- SOURCE TEXT

..............................

Banff National Park

BOW LAKE

Banff National Park Hiking

After experiencing the international thrills of Banff Avenue, most people will want to see the real Banff National Park by hiking, which is, after all, the reason that millions of visitors flock here, thousands take low-paying jobs just to stay here, and others become so severely addicted that they start families and live happily ever after here.

Although many landmarks can be seen from the roadside, to really experience the park’s personality you’ll need to go for a hike. One of the best things about Banff’s 80-odd hiking trails is the variety. From short interpretive walks originating in town to easy hikes rewarded by spectacular vistas to myriad overnight backcountry opportunities, Banff’s trails offer something for everyone.

Before attempting any hikes, visit the Banff Visitor Centre (224 Banff Ave., 403/762-1550), where staff can advise you on the condition of trails and closures. The best book on hiking in the park is the Canadian Rockies Trail Guide, by Brian Patton and Bart Robinson, which covers each trail in exacting detail. Also recommended are waterproof GEM TREK MAPS, designed especially for hikers by a Banff-based company. We also have a page for Banff National Park Maps, which includes the relevant Gem Trek Maps for hiking in the park.

..............................

- DATA LISTING

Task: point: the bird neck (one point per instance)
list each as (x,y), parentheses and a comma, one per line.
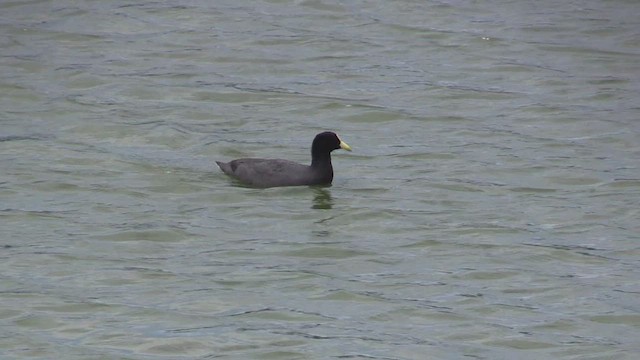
(321,160)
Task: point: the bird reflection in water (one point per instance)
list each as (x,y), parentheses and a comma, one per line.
(322,199)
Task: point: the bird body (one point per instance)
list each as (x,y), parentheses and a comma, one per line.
(266,173)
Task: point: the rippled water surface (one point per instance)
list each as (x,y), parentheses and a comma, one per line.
(489,209)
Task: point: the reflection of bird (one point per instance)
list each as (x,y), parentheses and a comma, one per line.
(278,172)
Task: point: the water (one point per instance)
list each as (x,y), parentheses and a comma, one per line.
(489,209)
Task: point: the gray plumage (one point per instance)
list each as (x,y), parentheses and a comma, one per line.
(266,173)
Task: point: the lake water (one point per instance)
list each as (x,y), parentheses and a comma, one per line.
(489,210)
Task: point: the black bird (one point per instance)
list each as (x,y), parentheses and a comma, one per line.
(264,173)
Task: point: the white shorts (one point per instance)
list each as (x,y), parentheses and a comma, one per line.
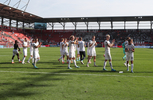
(78,51)
(108,56)
(129,57)
(71,54)
(65,53)
(92,53)
(36,55)
(15,52)
(25,52)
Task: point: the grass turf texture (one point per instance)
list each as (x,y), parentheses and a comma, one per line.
(53,81)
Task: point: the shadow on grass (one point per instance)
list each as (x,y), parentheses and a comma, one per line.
(19,89)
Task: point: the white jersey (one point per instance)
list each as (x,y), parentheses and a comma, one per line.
(61,43)
(65,48)
(71,46)
(107,48)
(35,49)
(92,48)
(25,44)
(130,47)
(81,45)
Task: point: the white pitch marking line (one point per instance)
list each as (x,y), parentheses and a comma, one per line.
(72,74)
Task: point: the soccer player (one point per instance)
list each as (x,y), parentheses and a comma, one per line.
(72,51)
(15,52)
(65,50)
(31,50)
(78,51)
(123,45)
(92,51)
(88,50)
(107,53)
(25,46)
(82,45)
(61,49)
(129,49)
(36,56)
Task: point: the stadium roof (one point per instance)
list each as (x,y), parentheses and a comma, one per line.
(99,19)
(16,14)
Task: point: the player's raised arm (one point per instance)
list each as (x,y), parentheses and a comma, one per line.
(110,45)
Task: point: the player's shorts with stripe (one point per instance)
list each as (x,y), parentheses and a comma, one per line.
(78,51)
(15,51)
(36,55)
(108,56)
(71,54)
(129,57)
(65,53)
(92,53)
(25,52)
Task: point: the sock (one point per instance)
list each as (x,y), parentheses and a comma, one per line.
(32,60)
(74,62)
(23,59)
(37,60)
(61,57)
(128,66)
(131,67)
(110,63)
(29,59)
(124,57)
(105,62)
(69,62)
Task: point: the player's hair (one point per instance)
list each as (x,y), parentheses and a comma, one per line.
(128,38)
(16,41)
(107,35)
(71,36)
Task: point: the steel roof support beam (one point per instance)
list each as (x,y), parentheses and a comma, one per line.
(87,24)
(138,25)
(111,25)
(99,24)
(63,24)
(17,24)
(124,24)
(2,22)
(75,25)
(10,20)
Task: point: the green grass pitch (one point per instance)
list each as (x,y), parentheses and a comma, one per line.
(53,81)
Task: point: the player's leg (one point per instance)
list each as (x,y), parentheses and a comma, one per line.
(132,59)
(95,61)
(104,66)
(18,57)
(132,66)
(24,57)
(89,57)
(31,56)
(61,56)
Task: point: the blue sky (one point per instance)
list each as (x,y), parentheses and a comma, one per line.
(87,8)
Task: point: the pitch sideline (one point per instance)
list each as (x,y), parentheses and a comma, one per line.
(72,74)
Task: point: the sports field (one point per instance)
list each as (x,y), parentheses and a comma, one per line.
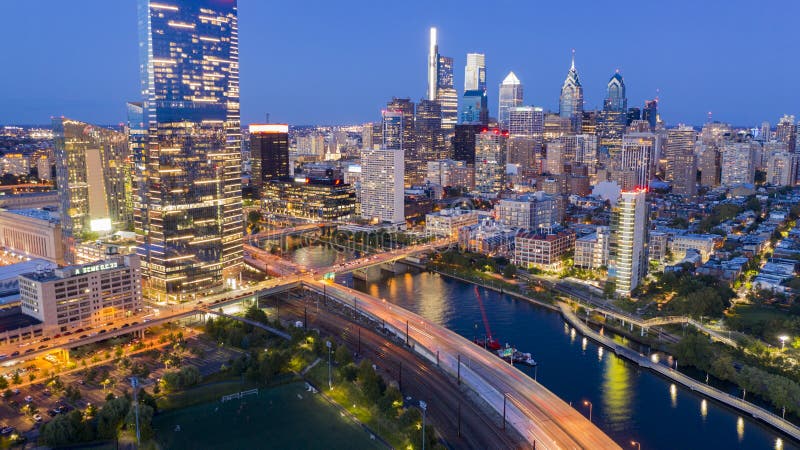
(283,417)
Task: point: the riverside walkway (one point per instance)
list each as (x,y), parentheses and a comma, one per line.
(723,397)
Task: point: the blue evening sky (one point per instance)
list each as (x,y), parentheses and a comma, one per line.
(338,62)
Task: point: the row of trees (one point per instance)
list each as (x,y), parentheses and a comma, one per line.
(92,425)
(696,350)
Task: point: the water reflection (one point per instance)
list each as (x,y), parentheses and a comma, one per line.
(673,395)
(740,428)
(617,393)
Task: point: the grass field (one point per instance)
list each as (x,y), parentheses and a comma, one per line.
(281,417)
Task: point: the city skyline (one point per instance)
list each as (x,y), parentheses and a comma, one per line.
(96,89)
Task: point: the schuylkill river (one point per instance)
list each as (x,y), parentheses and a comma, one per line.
(628,403)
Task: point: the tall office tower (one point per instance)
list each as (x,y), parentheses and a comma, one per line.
(571,100)
(650,113)
(490,161)
(475,72)
(137,146)
(636,159)
(634,113)
(191,232)
(464,142)
(269,150)
(367,135)
(738,163)
(627,258)
(708,163)
(440,83)
(614,117)
(429,139)
(392,129)
(765,133)
(781,168)
(681,167)
(405,107)
(474,107)
(786,131)
(92,175)
(511,93)
(382,186)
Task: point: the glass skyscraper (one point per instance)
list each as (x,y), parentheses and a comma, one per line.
(93,179)
(571,100)
(190,191)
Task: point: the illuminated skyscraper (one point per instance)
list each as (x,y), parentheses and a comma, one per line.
(93,179)
(429,139)
(614,116)
(571,100)
(650,113)
(191,223)
(475,72)
(627,258)
(269,154)
(490,161)
(681,166)
(382,198)
(510,97)
(440,83)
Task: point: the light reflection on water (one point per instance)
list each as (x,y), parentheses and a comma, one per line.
(628,402)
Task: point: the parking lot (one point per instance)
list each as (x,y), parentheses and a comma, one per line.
(97,379)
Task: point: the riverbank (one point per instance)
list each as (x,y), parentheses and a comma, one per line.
(622,351)
(756,412)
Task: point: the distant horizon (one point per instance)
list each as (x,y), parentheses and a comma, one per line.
(296,69)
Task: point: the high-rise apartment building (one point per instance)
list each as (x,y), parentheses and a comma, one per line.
(614,117)
(382,198)
(627,256)
(93,175)
(475,72)
(511,94)
(490,161)
(191,224)
(681,167)
(429,140)
(738,163)
(571,100)
(269,154)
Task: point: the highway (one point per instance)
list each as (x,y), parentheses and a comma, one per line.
(538,414)
(420,380)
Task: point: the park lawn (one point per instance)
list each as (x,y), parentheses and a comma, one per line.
(348,396)
(203,394)
(281,417)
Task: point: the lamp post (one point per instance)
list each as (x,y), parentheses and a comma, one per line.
(783,339)
(330,380)
(424,407)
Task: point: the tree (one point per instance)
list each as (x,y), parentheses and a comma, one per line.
(111,416)
(509,271)
(342,356)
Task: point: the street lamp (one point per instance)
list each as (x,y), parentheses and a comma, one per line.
(783,339)
(424,407)
(330,381)
(589,404)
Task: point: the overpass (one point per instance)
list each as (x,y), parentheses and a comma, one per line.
(542,418)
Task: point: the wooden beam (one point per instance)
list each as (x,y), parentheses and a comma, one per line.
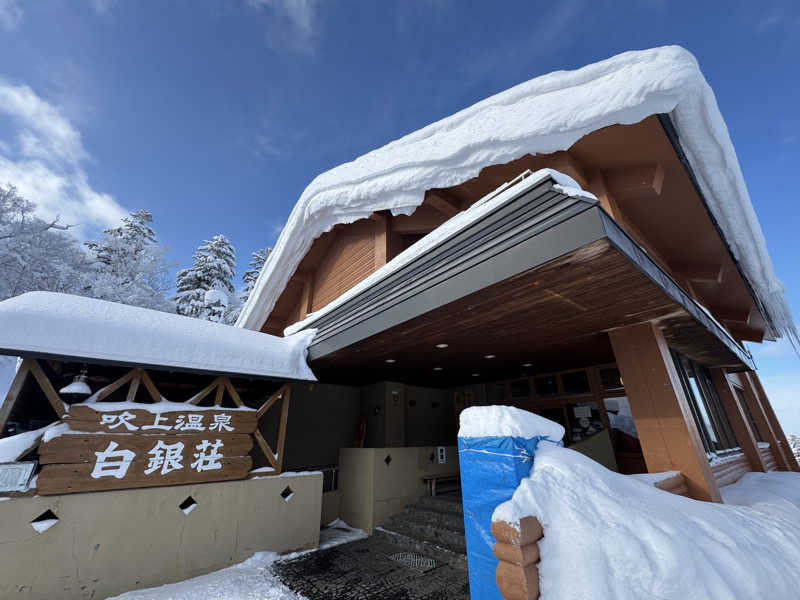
(667,430)
(642,181)
(112,387)
(732,315)
(710,274)
(13,393)
(205,391)
(738,420)
(283,424)
(47,388)
(131,397)
(150,386)
(444,202)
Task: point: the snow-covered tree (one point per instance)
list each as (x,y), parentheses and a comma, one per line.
(205,290)
(257,260)
(129,265)
(35,254)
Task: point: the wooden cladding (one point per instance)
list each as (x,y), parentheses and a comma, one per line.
(350,258)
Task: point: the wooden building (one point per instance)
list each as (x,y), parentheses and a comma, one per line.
(458,266)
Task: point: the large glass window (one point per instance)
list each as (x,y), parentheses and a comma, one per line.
(712,422)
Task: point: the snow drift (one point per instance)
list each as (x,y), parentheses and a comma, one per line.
(64,325)
(544,115)
(612,536)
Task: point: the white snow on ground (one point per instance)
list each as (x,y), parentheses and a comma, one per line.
(65,325)
(446,230)
(543,115)
(506,421)
(252,579)
(608,536)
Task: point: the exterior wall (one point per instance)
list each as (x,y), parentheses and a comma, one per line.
(106,543)
(372,490)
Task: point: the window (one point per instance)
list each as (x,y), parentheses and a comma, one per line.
(710,418)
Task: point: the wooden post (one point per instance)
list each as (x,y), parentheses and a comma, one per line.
(667,431)
(518,552)
(738,420)
(782,448)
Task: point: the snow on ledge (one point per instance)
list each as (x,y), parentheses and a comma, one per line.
(85,328)
(490,202)
(506,421)
(544,115)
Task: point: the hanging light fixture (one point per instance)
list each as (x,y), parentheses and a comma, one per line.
(78,389)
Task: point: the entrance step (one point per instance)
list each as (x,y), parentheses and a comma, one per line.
(439,553)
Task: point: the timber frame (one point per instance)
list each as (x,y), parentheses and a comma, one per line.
(138,377)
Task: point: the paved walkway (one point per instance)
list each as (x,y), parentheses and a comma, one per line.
(362,570)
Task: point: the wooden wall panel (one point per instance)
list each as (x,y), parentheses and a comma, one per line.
(350,258)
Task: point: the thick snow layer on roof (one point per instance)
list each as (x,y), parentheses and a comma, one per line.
(608,536)
(543,115)
(506,421)
(564,184)
(74,326)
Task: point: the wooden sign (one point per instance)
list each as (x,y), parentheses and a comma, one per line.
(83,417)
(133,447)
(94,462)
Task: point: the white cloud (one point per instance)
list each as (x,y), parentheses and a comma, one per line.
(45,157)
(10,14)
(299,15)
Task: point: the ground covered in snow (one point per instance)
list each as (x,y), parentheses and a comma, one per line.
(612,536)
(252,579)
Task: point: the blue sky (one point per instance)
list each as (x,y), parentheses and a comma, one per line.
(216,115)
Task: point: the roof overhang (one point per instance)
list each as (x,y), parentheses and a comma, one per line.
(541,262)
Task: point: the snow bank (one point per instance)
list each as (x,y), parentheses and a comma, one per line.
(609,536)
(543,115)
(252,579)
(65,325)
(564,184)
(506,421)
(12,447)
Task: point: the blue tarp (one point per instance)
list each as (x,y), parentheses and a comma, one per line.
(491,470)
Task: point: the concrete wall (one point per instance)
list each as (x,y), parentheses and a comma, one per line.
(106,543)
(371,490)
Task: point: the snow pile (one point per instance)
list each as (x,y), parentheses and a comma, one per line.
(489,203)
(506,421)
(252,579)
(543,115)
(11,448)
(74,326)
(609,536)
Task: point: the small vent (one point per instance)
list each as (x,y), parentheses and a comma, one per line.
(287,494)
(188,505)
(44,521)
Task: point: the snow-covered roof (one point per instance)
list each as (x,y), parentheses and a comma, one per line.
(62,325)
(541,116)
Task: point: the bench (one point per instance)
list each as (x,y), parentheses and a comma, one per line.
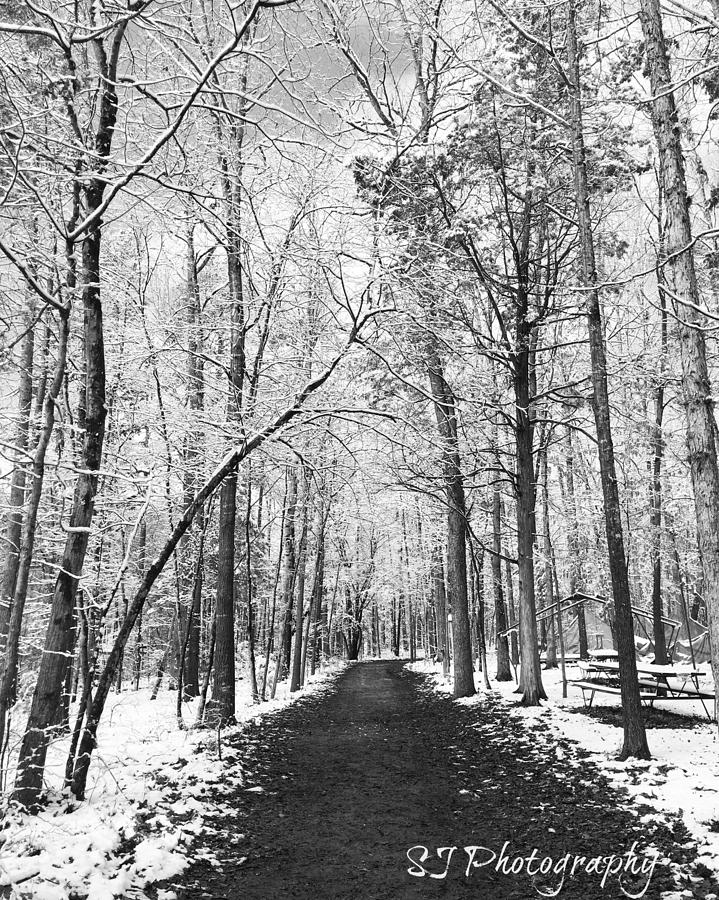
(594,687)
(675,693)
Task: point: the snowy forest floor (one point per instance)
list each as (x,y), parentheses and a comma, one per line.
(122,838)
(325,798)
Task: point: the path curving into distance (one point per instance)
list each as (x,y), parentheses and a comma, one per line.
(345,782)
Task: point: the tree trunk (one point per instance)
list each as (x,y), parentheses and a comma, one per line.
(446,415)
(531,685)
(576,580)
(47,702)
(440,600)
(8,672)
(299,617)
(193,451)
(680,277)
(635,741)
(13,533)
(289,569)
(504,672)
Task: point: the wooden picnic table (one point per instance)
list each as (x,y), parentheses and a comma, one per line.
(654,677)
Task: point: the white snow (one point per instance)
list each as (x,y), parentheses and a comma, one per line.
(121,838)
(682,777)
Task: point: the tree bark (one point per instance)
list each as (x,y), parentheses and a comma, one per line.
(18,479)
(504,671)
(635,741)
(681,286)
(445,412)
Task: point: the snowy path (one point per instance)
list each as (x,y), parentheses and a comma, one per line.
(338,787)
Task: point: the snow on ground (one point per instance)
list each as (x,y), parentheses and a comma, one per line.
(682,777)
(142,764)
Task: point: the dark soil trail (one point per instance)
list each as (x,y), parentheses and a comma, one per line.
(354,778)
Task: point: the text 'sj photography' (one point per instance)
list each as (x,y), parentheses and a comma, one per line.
(631,870)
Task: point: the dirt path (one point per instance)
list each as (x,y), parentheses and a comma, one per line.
(352,779)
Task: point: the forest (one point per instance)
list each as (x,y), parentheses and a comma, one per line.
(349,329)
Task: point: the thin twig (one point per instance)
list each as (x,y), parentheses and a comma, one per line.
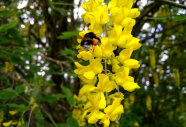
(29,120)
(174,4)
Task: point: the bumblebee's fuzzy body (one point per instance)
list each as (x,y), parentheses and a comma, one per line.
(89,40)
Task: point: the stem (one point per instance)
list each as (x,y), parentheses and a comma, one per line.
(106,74)
(29,120)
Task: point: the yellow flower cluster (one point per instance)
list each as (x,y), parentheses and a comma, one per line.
(99,98)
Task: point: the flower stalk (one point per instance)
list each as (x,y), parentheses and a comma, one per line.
(107,71)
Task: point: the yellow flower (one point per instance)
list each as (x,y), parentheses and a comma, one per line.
(85,55)
(107,47)
(124,55)
(119,22)
(91,5)
(7,124)
(77,114)
(126,81)
(120,3)
(89,72)
(13,112)
(93,106)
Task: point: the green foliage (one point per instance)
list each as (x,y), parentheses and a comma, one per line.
(68,35)
(32,68)
(68,95)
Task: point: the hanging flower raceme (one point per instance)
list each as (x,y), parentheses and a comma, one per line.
(105,60)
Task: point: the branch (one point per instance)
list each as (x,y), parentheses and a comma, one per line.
(13,78)
(173,4)
(177,43)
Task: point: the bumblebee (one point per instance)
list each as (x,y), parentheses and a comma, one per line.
(89,40)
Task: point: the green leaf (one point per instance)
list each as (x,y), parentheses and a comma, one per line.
(66,52)
(20,89)
(179,18)
(52,98)
(68,35)
(63,125)
(72,122)
(19,108)
(68,95)
(8,94)
(5,27)
(5,39)
(62,11)
(15,35)
(159,18)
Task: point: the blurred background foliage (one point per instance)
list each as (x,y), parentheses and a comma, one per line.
(38,48)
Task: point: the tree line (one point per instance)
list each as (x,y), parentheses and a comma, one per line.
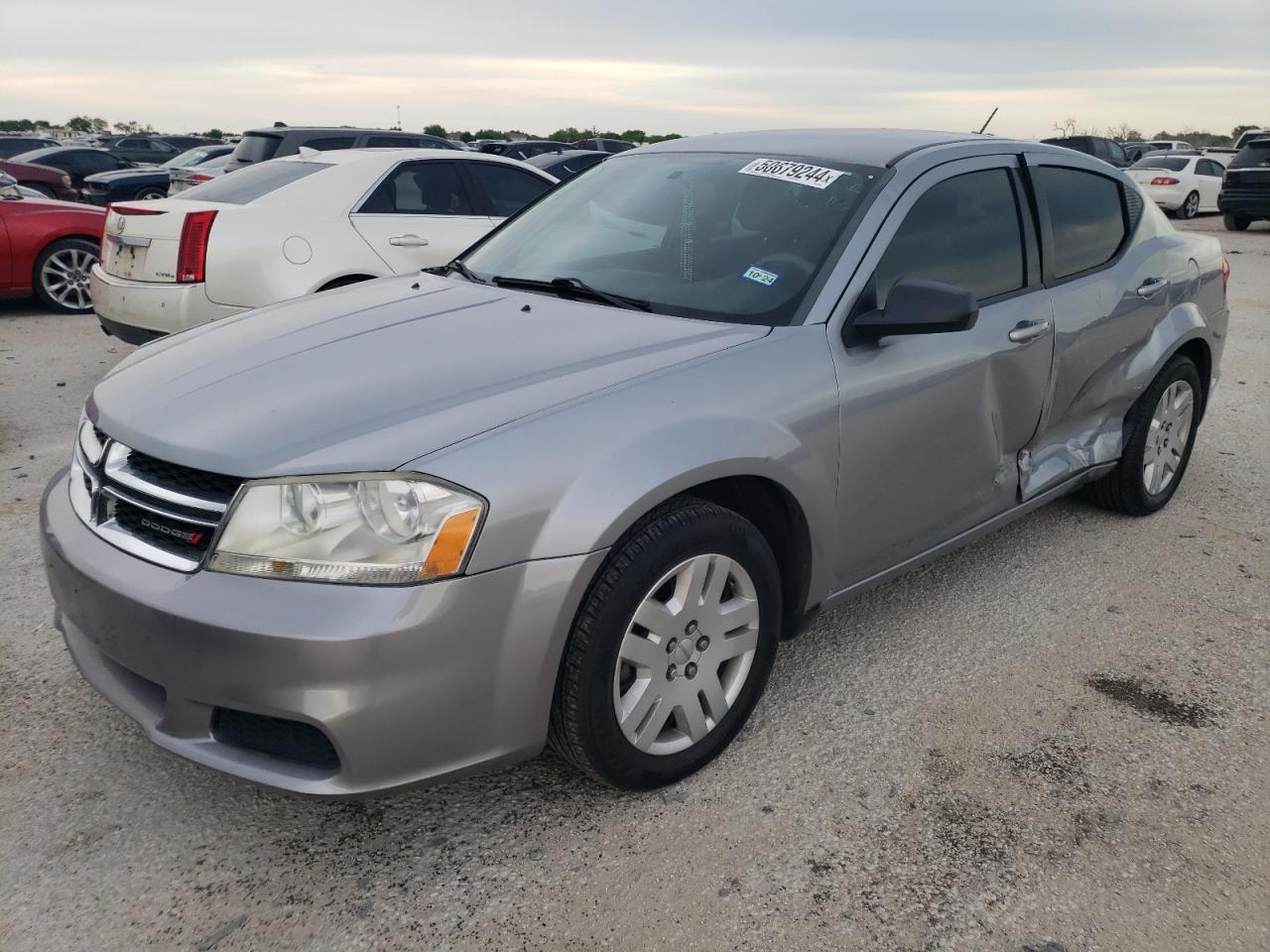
(91,126)
(1124,132)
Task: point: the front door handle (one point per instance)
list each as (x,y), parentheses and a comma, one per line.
(408,241)
(1029,330)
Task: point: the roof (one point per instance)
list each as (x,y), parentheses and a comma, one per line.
(862,146)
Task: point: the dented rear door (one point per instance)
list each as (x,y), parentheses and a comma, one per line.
(933,425)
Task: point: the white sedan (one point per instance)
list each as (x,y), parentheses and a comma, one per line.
(1183,184)
(294,226)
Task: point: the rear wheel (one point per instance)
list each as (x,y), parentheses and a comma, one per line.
(671,648)
(62,275)
(1161,428)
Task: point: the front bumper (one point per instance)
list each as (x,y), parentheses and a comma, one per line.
(153,307)
(409,684)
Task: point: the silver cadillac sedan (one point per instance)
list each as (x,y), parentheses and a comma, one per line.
(576,486)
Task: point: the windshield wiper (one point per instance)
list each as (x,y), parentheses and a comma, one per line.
(454,266)
(572,287)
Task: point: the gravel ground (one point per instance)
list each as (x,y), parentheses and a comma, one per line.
(1056,739)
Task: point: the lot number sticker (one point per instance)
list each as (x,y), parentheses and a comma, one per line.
(760,277)
(786,171)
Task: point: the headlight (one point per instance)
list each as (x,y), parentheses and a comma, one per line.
(373,530)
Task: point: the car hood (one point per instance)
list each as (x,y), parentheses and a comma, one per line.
(375,375)
(125,175)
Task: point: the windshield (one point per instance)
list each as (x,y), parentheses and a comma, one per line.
(720,236)
(1252,155)
(257,148)
(1161,162)
(249,184)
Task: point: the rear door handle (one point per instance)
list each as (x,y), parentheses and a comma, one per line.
(1029,330)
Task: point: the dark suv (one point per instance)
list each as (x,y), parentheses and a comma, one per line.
(280,140)
(1245,194)
(1105,149)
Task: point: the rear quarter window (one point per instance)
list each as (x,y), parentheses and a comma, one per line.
(249,184)
(1086,216)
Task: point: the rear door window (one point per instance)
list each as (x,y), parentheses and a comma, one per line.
(508,189)
(249,184)
(1086,216)
(421,188)
(964,231)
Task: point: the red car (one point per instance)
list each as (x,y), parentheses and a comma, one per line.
(54,182)
(49,248)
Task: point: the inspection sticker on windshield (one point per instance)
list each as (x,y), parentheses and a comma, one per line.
(785,171)
(760,277)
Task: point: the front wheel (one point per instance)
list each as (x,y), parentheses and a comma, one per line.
(63,275)
(671,648)
(1161,428)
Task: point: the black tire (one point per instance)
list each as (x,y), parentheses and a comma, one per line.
(48,295)
(1123,490)
(584,728)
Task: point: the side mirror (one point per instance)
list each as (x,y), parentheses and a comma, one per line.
(917,306)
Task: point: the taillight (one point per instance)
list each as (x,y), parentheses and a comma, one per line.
(191,252)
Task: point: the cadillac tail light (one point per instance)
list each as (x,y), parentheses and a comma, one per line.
(191,252)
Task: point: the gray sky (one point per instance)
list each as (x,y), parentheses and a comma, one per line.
(690,66)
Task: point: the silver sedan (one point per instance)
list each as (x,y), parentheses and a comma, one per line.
(576,486)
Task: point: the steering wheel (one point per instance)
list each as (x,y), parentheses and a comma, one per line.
(790,261)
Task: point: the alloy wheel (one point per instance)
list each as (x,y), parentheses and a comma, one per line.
(1167,434)
(64,277)
(686,654)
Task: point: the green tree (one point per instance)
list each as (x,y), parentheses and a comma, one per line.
(1124,132)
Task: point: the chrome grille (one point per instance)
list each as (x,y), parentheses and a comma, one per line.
(162,512)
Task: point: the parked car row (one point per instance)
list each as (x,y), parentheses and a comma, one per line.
(296,225)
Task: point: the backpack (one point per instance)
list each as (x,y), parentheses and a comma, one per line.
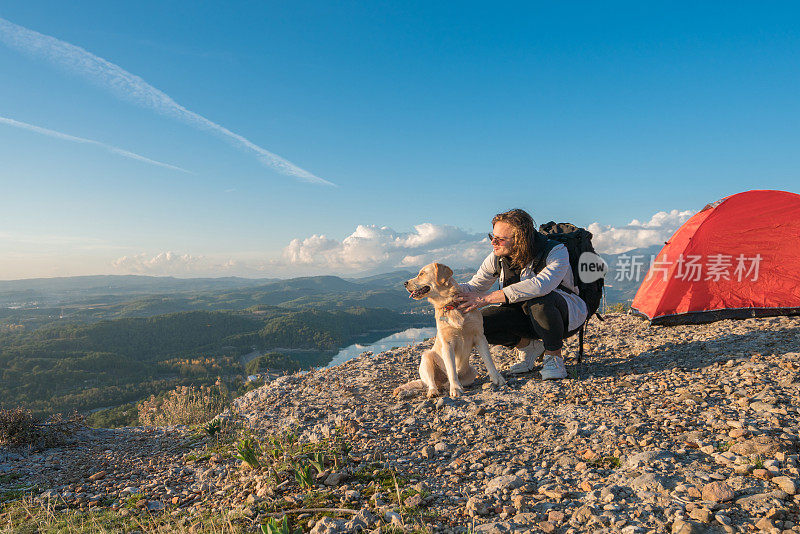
(577,240)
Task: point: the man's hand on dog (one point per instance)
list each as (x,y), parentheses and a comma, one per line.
(472,301)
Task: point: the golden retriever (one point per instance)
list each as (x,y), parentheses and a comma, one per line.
(456,334)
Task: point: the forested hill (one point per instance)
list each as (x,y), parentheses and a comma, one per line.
(107,363)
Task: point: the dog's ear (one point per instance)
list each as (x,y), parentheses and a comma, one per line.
(442,273)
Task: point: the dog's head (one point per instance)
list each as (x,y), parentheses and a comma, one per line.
(434,281)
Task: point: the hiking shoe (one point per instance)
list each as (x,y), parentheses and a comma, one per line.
(553,368)
(527,357)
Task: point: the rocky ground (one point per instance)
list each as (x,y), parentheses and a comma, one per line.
(660,429)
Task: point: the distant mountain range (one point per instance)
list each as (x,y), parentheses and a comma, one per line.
(133,295)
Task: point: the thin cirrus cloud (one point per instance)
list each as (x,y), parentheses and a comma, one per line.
(74,139)
(134,89)
(374,249)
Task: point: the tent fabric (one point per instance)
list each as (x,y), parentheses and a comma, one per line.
(738,257)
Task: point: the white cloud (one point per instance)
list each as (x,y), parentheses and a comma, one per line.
(379,248)
(67,137)
(613,240)
(374,249)
(134,89)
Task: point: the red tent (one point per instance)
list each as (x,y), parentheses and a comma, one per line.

..............................

- TASKS
A. According to the Banff hiking passage, how many hiking trails does Banff have?
B. Reproduce the Banff hiking passage from "Although many landmarks" up to and including "something for everyone.".
C. Extend the Banff hiking passage, picking up right after its final sentence.

- ANSWERS TO THE PROBLEMS
A. It has 80-odd hiking trails.

B.
Although many landmarks can be seen from the roadside, to really experience the park’s personality you’ll need to go for a hike. One of the best things about Banff’s 80-odd hiking trails is the variety. From short interpretive walks originating in town to easy hikes rewarded by spectacular vistas to myriad overnight backcountry opportunities, Banff’s trails offer something for everyone.

C.
Hikes Near the Town of Banff

Fenland Trail

Length: 2 kilometres/1.2 miles (30 minutes) round-trip
Elevation gain: none
Rating: easy
Trailhead: Forty Mile Creek Picnic Area, Mount Norquay Road, 300 metres (0.2 mile) north of the rail crossing

If you’ve just arrived in town, this short interpretive trail provides an excellent introduction to the Bow Valley ecosystem. A brochure, available at the trailhead, explains the various stages in the transition between wetland and floodplain spruce forest, visible as you progress around the loop. This fen environment is prime habitat for many species of birds. The work of beavers can be seen along the trail, and elk are here during winter. This trail is also a popular shortcut for joggers and cyclists heading for Vermilion Lakes.

Tunnel Mountain Trail

Length: 2.3 kilometres/1.4 miles (30 to 60 minutes) one-way
Elevation gain: 300 metres/990 feet
Rating: easy/moderate
Trailhead: St. Julien Road, 350 metres (0.2 mile) south of Wolf Street

Accessible from town, this short hike is an easy climb to one of the park’s lower peaks. It ascends the western flank of Tunnel Mountain through a forest of lodgepole pine, switchbacking past some viewpoints before reaching a ridge just below the summit. Here the trail turns northward, climbing through a forest of Douglas fir to the summit (which is partially treed, preventing 360-degree views).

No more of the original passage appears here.